Needlessly long rant. Horrible run on sentences. Even worse grammar and errors. SPURIOUS QUOTE FROM JEFFERSON.
I wish the truth movement would do their fucking homework. That quote is fabricated and makes us look stupid when it is used.

Mephistopheles's picture

Traders are generally not elegant writers; and it should not detract from the veracity of the message, which rings true to me. However, a citation as to where the Jefferson quotation came from would have been helpful. It is no secret what Jefferson's views were on banks; however, I don't recall ever reading anything of Jefferson's on fiat money; but I am surely no expert in the writings of Jefferson, which I do know were extensive.  

Not My Real Name's picture

Well said. I was going to leave a similar comment (regarding Jefferson), but you beat me to it.

That quote was never uttered by Jefferson and using it unnecessarily diminishes an otherwise excellent piece.

q99x2's picture

Told you so. Told you. The markets are a graph of FED software applications (and media hype) CNBC is funded by Goldman Sachs. 

Essentially the Bankers are purchasing title ownership of all corporations and all assets of the world. Once they've purchased enough with fiat from the central banks they will implode the system, pay for military and domestic forces to quell and depopulate and they won't give a damn because they'll own all the assets. Done deal bitchez. War has been declared against us. It is taking place at this time and the trick to pulling the whole thing off is to have it realized by us in a split second: so there will be no time to physically fight the war that we are in and the markets won't go down they will stop. Prepare to become toast at any moment M'Fers.

Arrest Loyd Blankfein.

grekko's picture

"CNBC is funded by Goldman Sachs"


No wonder that they are losing viewership on a massive scale.

Mephistopheles's picture

Excellent Article!

Especially liked the following passage:

This also reflects that a group of very smart prop trader types, experienced behavioralists, perhaps off of a prior prop desk like a Goldman, are controlling this game, and not some government treasury/cftc/sec "plunge protect" type who doesn't understand this game. 

I've been trading intraday markets for almost 20 years- I know "normal" behaviorally based price patterns.  Now, when I watch for classic bearish setups, I wait for the anticipated price break only to see the break start and then reverse back up- not all the time, but lately its become more or more frequent and obvious.  More recently, I can almost count on the reversals of normal behavioral price patterns; and as you indicate, it is happening in more and more securities and in all time frames.

I am a long time ZH reader but I rarely post comments.  My thanks to you Moses for writing this. 

max2205's picture

Yeah but regardless of the fed you should know bull market rules are in effect as this is a bull market

grekko's picture

Bull market, no.  Rigged market, yes!  Ther is nothing free market about this market.  As Chris Powell said, there are no markets anymore, only manipulation.


PS:  Please, invest all you have in this market.  I'll be watching for you in the bread and soup line shortly.

Fuku Ben's picture

Zero Hedge --> Home of the Contrarian

You almost lost me here "Fed buying with a goal to "stimulate" our economy"

but kind of saved yourself with you last series of questions that I hope were rhetorical

Of course the goal is to crash everything, own and control everything in a globalist one world order

Your 23 years inside the system has dulled your senses to reality but you're catching on albeit slowly

Jack Burton's picture

Once again, I made these claims about direct buying of indexes by the Fed as part of their "wealth effect" economic recovery scheme years ago and on a different economics blog. And one well known blogger told me, and several others who felt the same as me, that we were "on our asses." Well, I dare suggest we were not on our asses. The problem was he was so wrapped up in the theory of free markets that he failed to believe that those in power who most expouse free markets are the ones perfectly prepared to step in and manipulate those markets. It was a case of ideology trumping common sense based on evidence.

### JOB A
Please shorten the paragraph of the comment thread that begins "Traders are generally not elegant writers," keeping its main points.
### JOB B
Duplicate everything in the comment thread from "Needlessly long rant." down to "it is used.".
The listing after the comment thread is not needed.

### RECORDS SHOWN
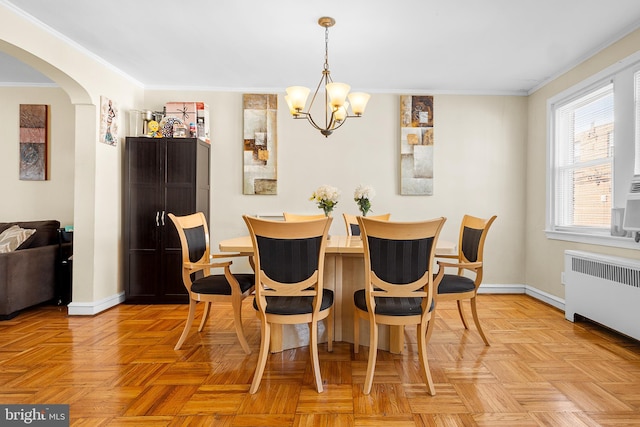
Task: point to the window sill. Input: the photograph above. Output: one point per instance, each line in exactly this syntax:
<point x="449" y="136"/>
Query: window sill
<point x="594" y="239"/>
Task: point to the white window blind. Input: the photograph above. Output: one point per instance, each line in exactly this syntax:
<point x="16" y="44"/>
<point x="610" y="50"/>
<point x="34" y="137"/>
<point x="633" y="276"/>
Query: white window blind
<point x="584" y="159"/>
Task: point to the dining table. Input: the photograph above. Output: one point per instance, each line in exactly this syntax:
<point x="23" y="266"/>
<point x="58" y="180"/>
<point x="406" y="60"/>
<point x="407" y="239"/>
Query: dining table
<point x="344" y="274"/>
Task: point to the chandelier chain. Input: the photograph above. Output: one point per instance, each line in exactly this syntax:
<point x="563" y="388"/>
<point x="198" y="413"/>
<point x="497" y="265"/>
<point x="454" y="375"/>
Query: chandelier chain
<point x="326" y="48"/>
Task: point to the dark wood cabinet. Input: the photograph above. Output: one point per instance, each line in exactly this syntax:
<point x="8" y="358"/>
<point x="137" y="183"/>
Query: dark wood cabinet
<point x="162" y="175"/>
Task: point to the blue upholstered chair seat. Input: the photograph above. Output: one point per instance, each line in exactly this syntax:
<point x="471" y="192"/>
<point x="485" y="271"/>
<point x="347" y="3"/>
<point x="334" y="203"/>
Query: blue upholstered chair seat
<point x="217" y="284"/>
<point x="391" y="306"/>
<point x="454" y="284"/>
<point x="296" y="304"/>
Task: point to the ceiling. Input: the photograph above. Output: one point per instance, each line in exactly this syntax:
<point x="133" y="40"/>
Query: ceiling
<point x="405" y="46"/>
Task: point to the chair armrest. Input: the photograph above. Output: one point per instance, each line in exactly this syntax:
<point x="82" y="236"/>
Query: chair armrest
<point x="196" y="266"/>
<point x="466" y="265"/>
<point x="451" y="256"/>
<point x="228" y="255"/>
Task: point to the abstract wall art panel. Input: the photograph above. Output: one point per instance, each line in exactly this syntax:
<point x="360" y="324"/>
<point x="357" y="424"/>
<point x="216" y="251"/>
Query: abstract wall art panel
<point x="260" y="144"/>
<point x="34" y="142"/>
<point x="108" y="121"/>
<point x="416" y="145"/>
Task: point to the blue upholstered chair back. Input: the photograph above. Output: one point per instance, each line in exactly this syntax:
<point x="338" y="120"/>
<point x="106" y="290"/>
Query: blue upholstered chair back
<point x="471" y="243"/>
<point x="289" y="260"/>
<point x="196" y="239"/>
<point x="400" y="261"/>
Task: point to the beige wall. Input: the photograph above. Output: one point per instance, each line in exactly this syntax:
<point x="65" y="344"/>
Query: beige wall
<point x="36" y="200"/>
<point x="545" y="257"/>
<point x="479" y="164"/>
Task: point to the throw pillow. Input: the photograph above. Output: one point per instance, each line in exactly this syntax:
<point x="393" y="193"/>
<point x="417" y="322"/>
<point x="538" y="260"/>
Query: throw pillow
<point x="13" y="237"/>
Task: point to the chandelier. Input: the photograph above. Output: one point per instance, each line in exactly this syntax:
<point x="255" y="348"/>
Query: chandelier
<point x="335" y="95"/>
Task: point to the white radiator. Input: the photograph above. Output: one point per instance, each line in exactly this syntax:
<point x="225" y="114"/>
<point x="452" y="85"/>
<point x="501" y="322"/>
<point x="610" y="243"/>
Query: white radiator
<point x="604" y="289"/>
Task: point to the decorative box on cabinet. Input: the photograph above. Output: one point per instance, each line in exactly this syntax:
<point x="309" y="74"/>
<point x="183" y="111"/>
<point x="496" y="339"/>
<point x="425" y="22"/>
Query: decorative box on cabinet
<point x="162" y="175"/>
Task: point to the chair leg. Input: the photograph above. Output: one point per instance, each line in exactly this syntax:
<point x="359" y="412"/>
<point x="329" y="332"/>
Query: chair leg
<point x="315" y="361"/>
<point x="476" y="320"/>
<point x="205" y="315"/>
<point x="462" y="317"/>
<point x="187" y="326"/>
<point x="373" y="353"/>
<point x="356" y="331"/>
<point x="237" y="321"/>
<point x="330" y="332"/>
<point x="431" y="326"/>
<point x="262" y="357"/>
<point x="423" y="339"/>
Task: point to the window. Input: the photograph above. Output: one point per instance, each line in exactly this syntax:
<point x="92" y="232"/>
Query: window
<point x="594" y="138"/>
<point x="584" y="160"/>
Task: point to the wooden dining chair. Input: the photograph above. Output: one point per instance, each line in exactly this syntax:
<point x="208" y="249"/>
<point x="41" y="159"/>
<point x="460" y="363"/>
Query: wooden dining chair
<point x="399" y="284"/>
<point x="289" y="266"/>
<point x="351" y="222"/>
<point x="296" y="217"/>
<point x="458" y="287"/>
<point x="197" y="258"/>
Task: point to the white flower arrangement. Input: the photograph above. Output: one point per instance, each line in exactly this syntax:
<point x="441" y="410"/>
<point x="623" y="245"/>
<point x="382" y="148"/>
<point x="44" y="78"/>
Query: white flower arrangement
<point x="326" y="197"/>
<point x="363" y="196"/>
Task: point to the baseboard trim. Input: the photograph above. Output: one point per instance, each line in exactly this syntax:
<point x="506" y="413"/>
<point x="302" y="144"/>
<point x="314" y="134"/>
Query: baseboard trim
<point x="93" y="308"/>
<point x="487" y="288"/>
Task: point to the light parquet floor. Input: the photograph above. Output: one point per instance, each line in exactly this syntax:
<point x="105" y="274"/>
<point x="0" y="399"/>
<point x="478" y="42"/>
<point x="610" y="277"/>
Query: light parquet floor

### FINAL RESULT A
Traders rarely write elegantly, but that shouldn't undercut the message, which rings true to the writer. A source for the Jefferson quotation would have helped. Jefferson's views on banks are well known, but the writer doesn't recall anything he wrote on fiat money, while admitting to no expertise in his extensive writings.

### FINAL RESULT B
Needlessly long rant. Horrible run on sentences. Even worse grammar and errors. SPURIOUS QUOTE FROM JEFFERSON.
I wish the truth movement would do their fucking homework. That quote is fabricated and makes us look stupid when it is used.